◆ Texte présenté
Organisation du travail et délégation
Salariat en Cuma : quels impacts sur le fonctionnement collectif ?

Pour embaucher un salarié en Cuma, il faut s'entendre collectivement sur les tâches déléguées. (©Pixabay)
Pour embaucher un salarié en Cuma, il faut s'entendre collectivement sur les tâches déléguées. (©Pixabay)

Moins nombreuses, les exploitations agricoles françaises s’agrandissent. En 2020, leur SAU était en moyenne de 69 ha, contre 42 en 2000. En parallèle, la main-d’œuvre agricole familiale est en forte diminution et l’équilibre vie personnelle/vie professionnelle compte de plus en plus pour les nouvelles générations d’agricultrices et d’agriculteurs. Toutes ces évolutions accroissent le besoin de main-d’œuvre de chaque exploitation agricole.

La délégation de certains travaux à une Cuma avec salarié(s) peut être une des réponses à ces besoins. Mais plusieurs questions se posent autour de l’embauche d’un salarié, au niveau de l’agriculteur (Quelles tâches déléguer ? À quelles conditions ?), comme à celui du collectif (Quelle coordination cela implique-t-il au niveau du collectif ? Qu’est-ce que cela change en ce qui concerne le fonctionnement et la gouvernance de la Cuma ?). 

Une étude sur la délégation dans les Cuma 

Co-Agil est un projet de recherche-action multi-partenarial piloté par la FRCuma Auvergne-Rhône-Alpes et financé par le Casdar. L'ambition : faciliter le renouvellement des générations dans les collectifs agricoles. Pour accompagner les groupes sur ces questions, il propose une approche par la question du travail. En effet, au sein de ces groupes, différentes générations d’agriculteurs/trices interagissent et n’ont pas le même rapport au travail. Ce sujet peut être une porte d’entrée pour améliorer le fonctionnement des collectifs et les rendre plus attractifs. 

C’est dans ce cadre qu’ont été menés en 2022 des travaux sur le thème de la délégation du travail en agriculture. Un élève ingénieur agronome, Guillaume Rey, encadré par Caroline Mazaud, enseignante-chercheuse à l’Esa d’Angers, a étudié, dans deux Cuma du Maine-et-Loire, les modalités de délégation des agriculteurs à l’échelle de leur exploitation agricole et de celle du groupe. Parmi les résultats, ces travaux mettent en évidence les implications des différentes représentations individuelles de la délégation du travail sur le fonctionnement du collectif. 

S’entendre collectivement sur ce que l’on délègue 

Embaucher un salarié en Cuma, c’est d’abord s’entendre collectivement sur ce qui lui est délégué. « Cette délégation questionne les agriculteurs sur ce qu’ils estiment être au cœur de leur métier et les activités qu’ils prennent le plus de plaisir à réaliser. Les travaux qu’ils souhaiteront déléguer sont ceux pour lesquels ils ont le moins d’appétence, explique Guillaume Rey. Certains agriculteurs expriment aussi des réticences à déléguer des activités qui peuvent mettre en péril le cycle de production, comme le semis par exemple, et préfèrent porter la responsabilité d’un échec ».

◆ Consigne A
D'après l'article sur le salariat en Cuma, quelle était la surface agricole utile moyenne des exploitations agricoles françaises en 2020 ?
◆ Consigne B
Recopiez fidèlement le passage de l'article sur le salariat en Cuma qui commence aux mots « C’est dans ce » et s'achève après les mots « fonctionnement du collectif. ».

◆ Données fournies
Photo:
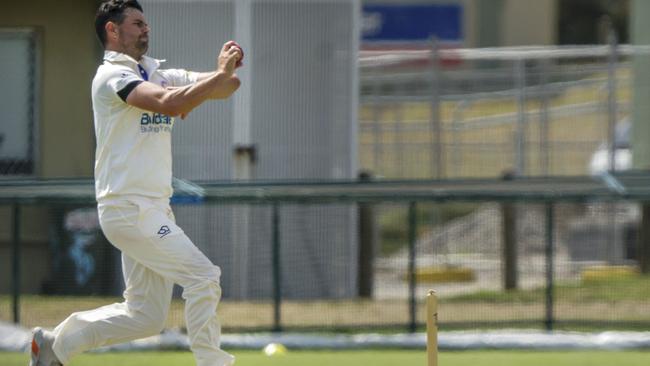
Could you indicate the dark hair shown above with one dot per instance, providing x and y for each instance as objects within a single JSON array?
[{"x": 112, "y": 11}]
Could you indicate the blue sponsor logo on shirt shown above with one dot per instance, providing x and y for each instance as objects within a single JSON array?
[{"x": 155, "y": 122}]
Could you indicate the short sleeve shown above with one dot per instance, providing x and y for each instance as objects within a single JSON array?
[
  {"x": 179, "y": 77},
  {"x": 121, "y": 78}
]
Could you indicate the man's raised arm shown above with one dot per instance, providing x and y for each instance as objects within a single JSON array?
[{"x": 175, "y": 101}]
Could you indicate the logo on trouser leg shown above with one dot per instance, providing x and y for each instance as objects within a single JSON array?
[{"x": 164, "y": 230}]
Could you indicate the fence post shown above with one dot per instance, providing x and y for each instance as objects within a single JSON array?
[
  {"x": 643, "y": 244},
  {"x": 522, "y": 117},
  {"x": 367, "y": 240},
  {"x": 16, "y": 264},
  {"x": 412, "y": 238},
  {"x": 549, "y": 320},
  {"x": 612, "y": 112},
  {"x": 509, "y": 227},
  {"x": 277, "y": 274},
  {"x": 437, "y": 151}
]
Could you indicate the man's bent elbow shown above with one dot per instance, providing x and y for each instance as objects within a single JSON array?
[{"x": 229, "y": 88}]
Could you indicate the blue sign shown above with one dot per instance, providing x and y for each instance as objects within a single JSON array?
[{"x": 412, "y": 23}]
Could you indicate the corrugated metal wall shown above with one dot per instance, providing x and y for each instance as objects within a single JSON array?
[{"x": 297, "y": 107}]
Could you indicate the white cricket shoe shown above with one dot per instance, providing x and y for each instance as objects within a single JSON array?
[{"x": 42, "y": 353}]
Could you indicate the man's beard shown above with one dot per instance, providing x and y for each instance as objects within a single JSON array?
[{"x": 142, "y": 46}]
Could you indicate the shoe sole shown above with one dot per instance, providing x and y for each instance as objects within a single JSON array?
[{"x": 37, "y": 344}]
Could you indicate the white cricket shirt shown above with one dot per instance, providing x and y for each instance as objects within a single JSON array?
[{"x": 133, "y": 155}]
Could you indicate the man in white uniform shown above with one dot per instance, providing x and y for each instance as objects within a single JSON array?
[{"x": 134, "y": 103}]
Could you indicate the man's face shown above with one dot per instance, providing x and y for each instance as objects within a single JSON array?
[{"x": 133, "y": 34}]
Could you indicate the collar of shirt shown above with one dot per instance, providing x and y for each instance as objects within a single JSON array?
[{"x": 150, "y": 64}]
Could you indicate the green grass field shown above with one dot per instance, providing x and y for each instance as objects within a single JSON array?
[
  {"x": 611, "y": 300},
  {"x": 366, "y": 357}
]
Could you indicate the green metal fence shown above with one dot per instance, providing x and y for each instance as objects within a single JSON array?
[{"x": 577, "y": 262}]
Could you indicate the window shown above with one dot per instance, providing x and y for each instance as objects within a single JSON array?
[{"x": 18, "y": 101}]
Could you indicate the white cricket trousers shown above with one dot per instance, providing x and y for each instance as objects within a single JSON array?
[{"x": 156, "y": 253}]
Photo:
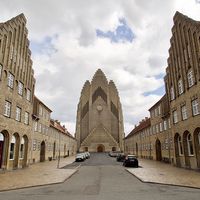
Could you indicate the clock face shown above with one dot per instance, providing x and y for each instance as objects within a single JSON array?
[{"x": 99, "y": 108}]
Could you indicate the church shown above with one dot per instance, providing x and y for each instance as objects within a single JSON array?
[{"x": 99, "y": 122}]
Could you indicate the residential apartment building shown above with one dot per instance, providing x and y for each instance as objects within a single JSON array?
[
  {"x": 183, "y": 89},
  {"x": 17, "y": 85},
  {"x": 26, "y": 134},
  {"x": 175, "y": 128},
  {"x": 50, "y": 139}
]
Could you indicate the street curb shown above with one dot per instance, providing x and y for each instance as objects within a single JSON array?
[
  {"x": 40, "y": 185},
  {"x": 158, "y": 183}
]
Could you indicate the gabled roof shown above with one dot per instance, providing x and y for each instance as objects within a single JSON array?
[{"x": 143, "y": 124}]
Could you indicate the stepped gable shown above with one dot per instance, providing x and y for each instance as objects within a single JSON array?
[
  {"x": 85, "y": 87},
  {"x": 18, "y": 17},
  {"x": 141, "y": 126},
  {"x": 99, "y": 75},
  {"x": 181, "y": 17},
  {"x": 113, "y": 86}
]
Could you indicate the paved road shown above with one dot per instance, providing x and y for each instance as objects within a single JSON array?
[{"x": 101, "y": 178}]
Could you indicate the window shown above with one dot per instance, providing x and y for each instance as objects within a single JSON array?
[
  {"x": 10, "y": 80},
  {"x": 12, "y": 148},
  {"x": 195, "y": 107},
  {"x": 1, "y": 68},
  {"x": 26, "y": 118},
  {"x": 157, "y": 128},
  {"x": 180, "y": 147},
  {"x": 28, "y": 95},
  {"x": 7, "y": 109},
  {"x": 40, "y": 128},
  {"x": 180, "y": 86},
  {"x": 18, "y": 114},
  {"x": 20, "y": 88},
  {"x": 172, "y": 93},
  {"x": 175, "y": 117},
  {"x": 161, "y": 127},
  {"x": 165, "y": 125},
  {"x": 190, "y": 78},
  {"x": 184, "y": 112},
  {"x": 159, "y": 110},
  {"x": 21, "y": 153},
  {"x": 36, "y": 126},
  {"x": 190, "y": 145},
  {"x": 40, "y": 110}
]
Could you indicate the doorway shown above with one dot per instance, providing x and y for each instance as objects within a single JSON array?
[
  {"x": 42, "y": 152},
  {"x": 158, "y": 150},
  {"x": 100, "y": 148}
]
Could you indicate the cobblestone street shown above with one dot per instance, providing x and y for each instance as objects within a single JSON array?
[{"x": 101, "y": 177}]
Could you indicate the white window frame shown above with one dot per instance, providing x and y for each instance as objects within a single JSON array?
[
  {"x": 190, "y": 145},
  {"x": 175, "y": 116},
  {"x": 195, "y": 107},
  {"x": 18, "y": 114},
  {"x": 161, "y": 127},
  {"x": 190, "y": 78},
  {"x": 26, "y": 118},
  {"x": 1, "y": 69},
  {"x": 12, "y": 146},
  {"x": 22, "y": 149},
  {"x": 184, "y": 112},
  {"x": 165, "y": 125},
  {"x": 180, "y": 86},
  {"x": 172, "y": 95},
  {"x": 7, "y": 109},
  {"x": 28, "y": 95},
  {"x": 10, "y": 80},
  {"x": 20, "y": 88}
]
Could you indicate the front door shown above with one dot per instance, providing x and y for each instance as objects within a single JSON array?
[
  {"x": 42, "y": 152},
  {"x": 1, "y": 152},
  {"x": 100, "y": 148},
  {"x": 158, "y": 150}
]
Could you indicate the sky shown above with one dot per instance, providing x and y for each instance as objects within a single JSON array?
[{"x": 127, "y": 39}]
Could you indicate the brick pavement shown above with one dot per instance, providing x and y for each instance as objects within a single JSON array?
[
  {"x": 36, "y": 175},
  {"x": 162, "y": 173}
]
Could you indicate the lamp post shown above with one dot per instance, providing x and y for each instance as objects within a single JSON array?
[{"x": 58, "y": 164}]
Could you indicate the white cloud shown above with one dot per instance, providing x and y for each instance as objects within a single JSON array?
[{"x": 133, "y": 66}]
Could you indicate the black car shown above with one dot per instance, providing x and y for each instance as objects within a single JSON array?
[
  {"x": 130, "y": 161},
  {"x": 120, "y": 157}
]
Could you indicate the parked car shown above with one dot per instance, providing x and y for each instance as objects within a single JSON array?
[
  {"x": 87, "y": 154},
  {"x": 80, "y": 157},
  {"x": 130, "y": 161},
  {"x": 121, "y": 157},
  {"x": 113, "y": 153}
]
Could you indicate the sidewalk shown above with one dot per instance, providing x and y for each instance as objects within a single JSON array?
[
  {"x": 158, "y": 172},
  {"x": 37, "y": 174}
]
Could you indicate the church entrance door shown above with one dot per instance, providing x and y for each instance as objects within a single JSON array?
[{"x": 100, "y": 148}]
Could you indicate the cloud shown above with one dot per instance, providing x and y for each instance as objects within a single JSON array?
[{"x": 66, "y": 49}]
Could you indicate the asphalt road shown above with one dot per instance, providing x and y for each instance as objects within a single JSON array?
[{"x": 102, "y": 178}]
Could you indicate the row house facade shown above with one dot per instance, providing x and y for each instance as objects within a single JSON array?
[
  {"x": 24, "y": 119},
  {"x": 175, "y": 127},
  {"x": 183, "y": 90},
  {"x": 17, "y": 85}
]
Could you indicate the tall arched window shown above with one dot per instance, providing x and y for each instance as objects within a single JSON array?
[
  {"x": 180, "y": 147},
  {"x": 190, "y": 145},
  {"x": 21, "y": 155},
  {"x": 199, "y": 137},
  {"x": 12, "y": 147}
]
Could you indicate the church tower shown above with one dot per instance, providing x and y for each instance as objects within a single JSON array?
[{"x": 99, "y": 123}]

◆ Résultat attendu A
69 ha.

◆ Résultat attendu B
C’est dans ce cadre qu’ont été menés en 2022 des travaux sur le thème de la délégation du travail en agriculture. Un élève ingénieur agronome, Guillaume Rey, encadré par Caroline Mazaud, enseignante-chercheuse à l’Esa d’Angers, a étudié, dans deux Cuma du Maine-et-Loire, les modalités de délégation des agriculteurs à l’échelle de leur exploitation agricole et de celle du groupe. Parmi les résultats, ces travaux mettent en évidence les implications des différentes représentations individuelles de la délégation du travail sur le fonctionnement du collectif.